▸ **Description of the task**: Within the records below, find the line with "Target: white globe pendant shade" and the line with "Locate the brown", then reproduce exactly those two lines and all lines between them, without any picture.

[Items from a dataset]
────────────────────────────────────────

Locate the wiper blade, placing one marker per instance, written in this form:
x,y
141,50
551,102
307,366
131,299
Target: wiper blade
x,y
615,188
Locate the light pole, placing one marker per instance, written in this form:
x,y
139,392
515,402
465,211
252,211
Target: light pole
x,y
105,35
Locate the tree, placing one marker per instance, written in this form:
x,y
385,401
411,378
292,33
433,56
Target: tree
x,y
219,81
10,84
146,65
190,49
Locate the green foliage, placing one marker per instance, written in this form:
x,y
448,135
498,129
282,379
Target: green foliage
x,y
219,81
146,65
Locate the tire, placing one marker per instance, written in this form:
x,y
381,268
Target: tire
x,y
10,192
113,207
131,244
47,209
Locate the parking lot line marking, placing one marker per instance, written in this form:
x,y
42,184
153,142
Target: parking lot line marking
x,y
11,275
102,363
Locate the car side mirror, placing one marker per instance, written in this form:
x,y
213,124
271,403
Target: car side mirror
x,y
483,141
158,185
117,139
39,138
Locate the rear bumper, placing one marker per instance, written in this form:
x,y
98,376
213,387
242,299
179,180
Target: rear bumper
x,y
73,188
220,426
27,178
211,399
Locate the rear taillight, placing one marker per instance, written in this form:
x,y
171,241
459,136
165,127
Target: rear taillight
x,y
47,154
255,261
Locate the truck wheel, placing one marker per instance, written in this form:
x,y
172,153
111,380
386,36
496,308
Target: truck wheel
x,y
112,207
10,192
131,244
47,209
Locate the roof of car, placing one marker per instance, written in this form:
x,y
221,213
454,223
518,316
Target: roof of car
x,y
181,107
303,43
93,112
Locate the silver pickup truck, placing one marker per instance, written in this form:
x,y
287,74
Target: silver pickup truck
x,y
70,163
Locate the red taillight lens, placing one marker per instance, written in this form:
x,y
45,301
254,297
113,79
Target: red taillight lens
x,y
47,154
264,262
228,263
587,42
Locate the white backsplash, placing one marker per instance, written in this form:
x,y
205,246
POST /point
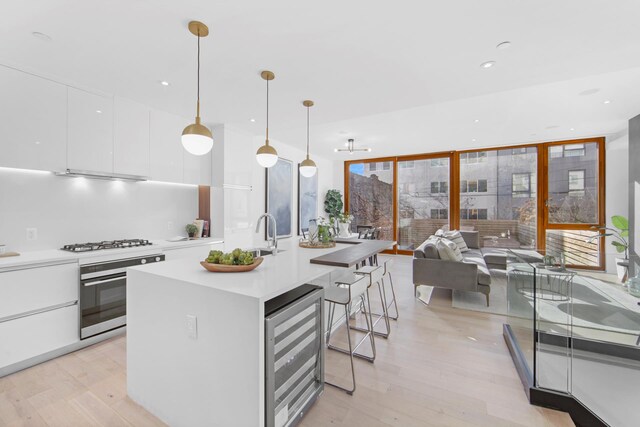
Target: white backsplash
x,y
71,210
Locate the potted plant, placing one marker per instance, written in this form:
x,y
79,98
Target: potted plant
x,y
324,233
344,224
333,205
619,234
191,230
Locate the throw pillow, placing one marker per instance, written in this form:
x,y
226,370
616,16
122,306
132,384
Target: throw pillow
x,y
448,250
457,238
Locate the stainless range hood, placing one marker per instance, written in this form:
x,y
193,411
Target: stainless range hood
x,y
102,175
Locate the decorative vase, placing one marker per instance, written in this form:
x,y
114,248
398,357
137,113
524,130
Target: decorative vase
x,y
344,228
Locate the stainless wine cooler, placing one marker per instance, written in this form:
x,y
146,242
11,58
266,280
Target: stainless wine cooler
x,y
294,354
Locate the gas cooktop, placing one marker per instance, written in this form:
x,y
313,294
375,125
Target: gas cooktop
x,y
107,244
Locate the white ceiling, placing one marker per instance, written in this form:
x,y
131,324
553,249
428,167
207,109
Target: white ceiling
x,y
418,61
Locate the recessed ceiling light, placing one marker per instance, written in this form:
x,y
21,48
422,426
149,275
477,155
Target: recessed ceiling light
x,y
41,36
589,92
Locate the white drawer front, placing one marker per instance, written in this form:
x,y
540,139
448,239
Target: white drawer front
x,y
22,291
194,252
31,336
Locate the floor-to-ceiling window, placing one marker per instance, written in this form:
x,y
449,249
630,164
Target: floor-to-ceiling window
x,y
423,198
574,190
498,196
370,197
547,197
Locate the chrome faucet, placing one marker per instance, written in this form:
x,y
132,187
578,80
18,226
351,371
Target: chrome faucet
x,y
273,243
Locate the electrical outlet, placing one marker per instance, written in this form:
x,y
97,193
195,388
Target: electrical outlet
x,y
192,326
32,234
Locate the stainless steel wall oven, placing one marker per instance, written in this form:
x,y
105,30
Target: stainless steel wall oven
x,y
103,294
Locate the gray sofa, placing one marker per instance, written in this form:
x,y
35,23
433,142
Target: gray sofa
x,y
472,274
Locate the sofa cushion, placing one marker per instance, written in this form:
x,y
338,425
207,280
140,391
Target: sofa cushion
x,y
471,238
456,237
475,257
427,249
448,250
495,256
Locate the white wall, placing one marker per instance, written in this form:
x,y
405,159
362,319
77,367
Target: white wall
x,y
617,188
72,210
240,208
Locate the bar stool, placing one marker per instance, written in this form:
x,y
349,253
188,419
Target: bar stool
x,y
350,287
374,276
387,273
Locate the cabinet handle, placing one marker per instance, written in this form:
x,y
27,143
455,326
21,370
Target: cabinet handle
x,y
38,311
100,282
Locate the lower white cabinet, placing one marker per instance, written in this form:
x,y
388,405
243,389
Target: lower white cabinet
x,y
199,252
34,335
33,289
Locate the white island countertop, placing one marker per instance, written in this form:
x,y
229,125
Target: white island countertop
x,y
277,273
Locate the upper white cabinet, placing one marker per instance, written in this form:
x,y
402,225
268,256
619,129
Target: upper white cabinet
x,y
166,149
90,131
131,145
33,122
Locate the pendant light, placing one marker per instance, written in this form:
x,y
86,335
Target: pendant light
x,y
197,138
308,167
266,155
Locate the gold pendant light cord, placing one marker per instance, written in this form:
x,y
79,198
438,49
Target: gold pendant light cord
x,y
267,136
198,80
307,132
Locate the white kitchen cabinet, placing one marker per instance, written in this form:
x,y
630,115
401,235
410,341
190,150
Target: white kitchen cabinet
x,y
199,252
90,131
33,289
167,162
131,145
197,169
37,334
33,122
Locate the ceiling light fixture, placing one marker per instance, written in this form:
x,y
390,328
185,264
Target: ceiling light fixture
x,y
308,167
197,138
41,36
266,155
350,147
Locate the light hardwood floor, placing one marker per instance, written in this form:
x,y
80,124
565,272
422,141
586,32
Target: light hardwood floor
x,y
440,367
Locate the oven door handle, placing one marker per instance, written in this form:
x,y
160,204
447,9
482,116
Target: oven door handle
x,y
100,282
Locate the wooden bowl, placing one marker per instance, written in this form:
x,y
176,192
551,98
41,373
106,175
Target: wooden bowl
x,y
222,268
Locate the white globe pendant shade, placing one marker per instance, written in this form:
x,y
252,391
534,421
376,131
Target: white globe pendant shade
x,y
267,156
308,168
197,139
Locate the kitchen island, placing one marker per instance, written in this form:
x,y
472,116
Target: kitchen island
x,y
196,340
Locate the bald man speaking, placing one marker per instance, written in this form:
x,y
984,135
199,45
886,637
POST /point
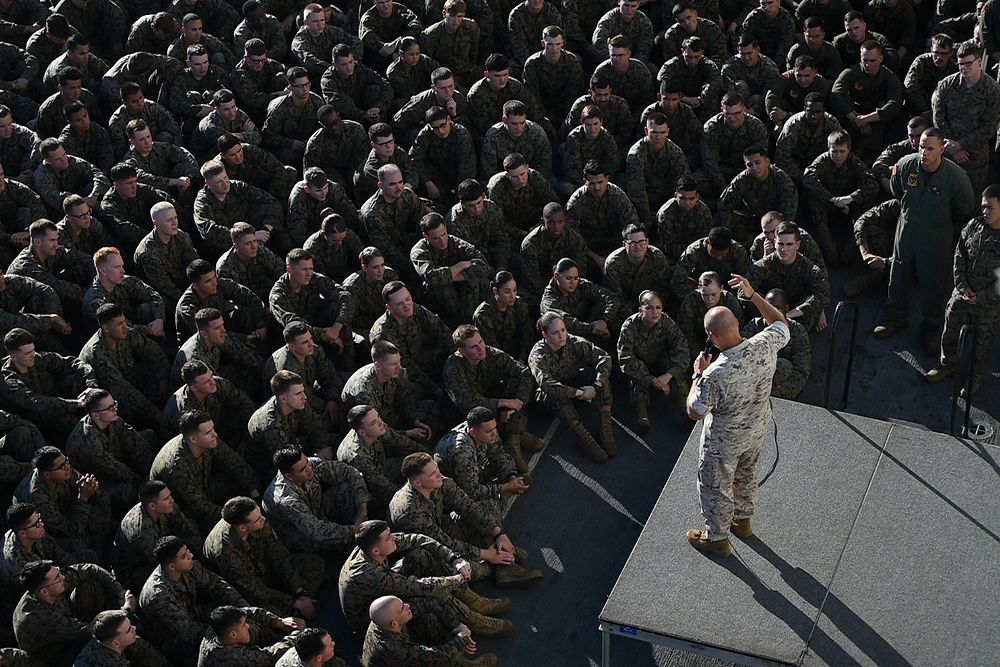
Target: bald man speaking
x,y
731,393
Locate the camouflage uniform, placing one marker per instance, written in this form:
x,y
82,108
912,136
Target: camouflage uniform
x,y
618,118
444,162
80,177
676,230
286,123
47,393
809,247
776,35
601,221
479,470
214,218
392,228
691,318
977,260
458,50
419,574
745,200
863,94
322,303
230,408
578,151
266,644
63,273
174,612
384,647
559,373
498,144
368,301
498,376
234,360
794,360
255,90
94,147
271,431
354,96
119,456
141,303
138,533
487,232
651,178
807,286
305,212
317,516
969,116
703,82
541,252
128,219
416,339
695,260
922,79
395,404
164,264
722,148
162,126
510,330
313,52
521,208
257,274
799,144
711,36
366,175
733,392
645,352
554,85
261,568
75,524
133,371
382,477
876,228
456,299
752,82
198,484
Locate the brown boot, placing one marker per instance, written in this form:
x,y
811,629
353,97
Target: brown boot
x,y
483,605
515,576
589,446
608,432
487,626
531,442
513,447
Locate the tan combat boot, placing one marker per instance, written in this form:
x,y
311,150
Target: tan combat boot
x,y
587,443
515,576
608,432
484,605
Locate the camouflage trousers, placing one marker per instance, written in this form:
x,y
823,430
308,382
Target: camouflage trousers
x,y
564,408
727,485
986,320
787,383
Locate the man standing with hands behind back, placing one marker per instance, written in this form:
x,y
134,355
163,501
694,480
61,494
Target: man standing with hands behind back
x,y
731,393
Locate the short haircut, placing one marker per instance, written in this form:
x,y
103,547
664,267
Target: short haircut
x,y
368,533
237,510
479,415
413,465
167,548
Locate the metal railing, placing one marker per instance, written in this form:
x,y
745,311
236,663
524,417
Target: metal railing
x,y
843,306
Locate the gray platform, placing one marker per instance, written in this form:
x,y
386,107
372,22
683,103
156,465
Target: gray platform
x,y
875,544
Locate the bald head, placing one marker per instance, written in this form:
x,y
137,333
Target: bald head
x,y
384,610
721,322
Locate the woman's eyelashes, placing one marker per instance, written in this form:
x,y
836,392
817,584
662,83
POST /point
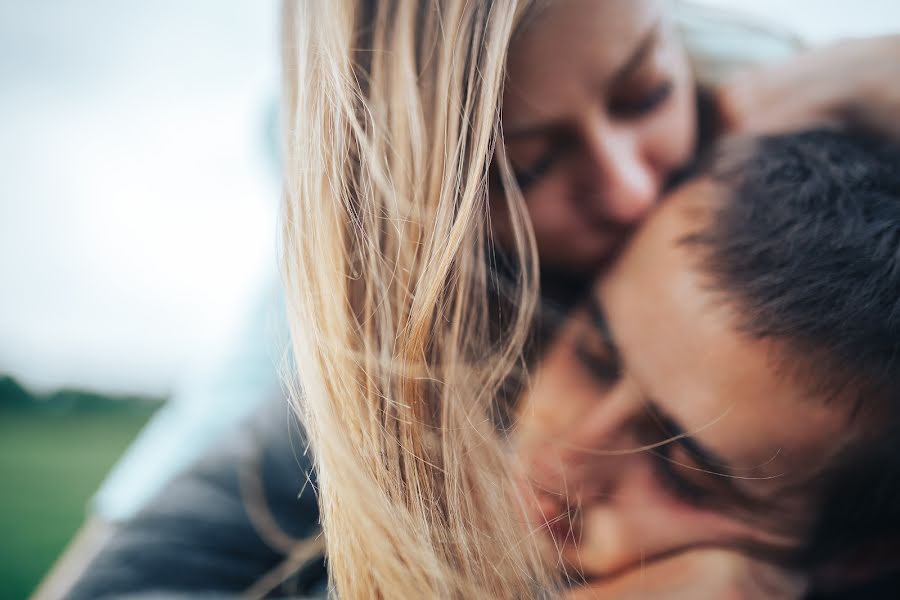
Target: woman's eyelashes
x,y
636,106
600,365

────────────────────────────────────────

▸ **Result of this task**:
Target: white globe pendant shade
x,y
267,156
308,168
197,139
Locate the kitchen island, placing one marker per instance, written in this form:
x,y
472,116
Target: kitchen island
x,y
196,340
Locate the bald man speaking, placing one marker per instance, written in this form:
x,y
984,135
199,45
886,637
POST /point
Target: bald man speaking
x,y
731,393
Locate the camouflage uniform, placing one marker per instance, written in this form:
x,y
82,108
912,136
Target: camouflage uniform
x,y
618,118
444,162
80,177
676,230
286,123
47,393
809,247
776,35
601,221
479,470
214,218
392,228
691,318
977,260
458,50
419,574
745,200
863,94
322,303
230,408
578,151
266,644
63,273
174,612
384,647
559,373
498,144
368,301
498,376
234,360
794,360
255,90
94,147
271,431
354,96
119,456
141,303
138,533
487,232
651,178
807,286
305,212
317,516
969,116
703,82
541,252
128,219
416,339
695,260
922,79
395,404
164,264
722,148
162,126
510,330
313,52
521,208
257,274
799,144
711,36
366,175
733,392
645,352
554,85
261,568
75,524
133,371
382,477
876,228
456,299
752,82
198,484
Locate the brown boot, placing one marker per instance, written in this form:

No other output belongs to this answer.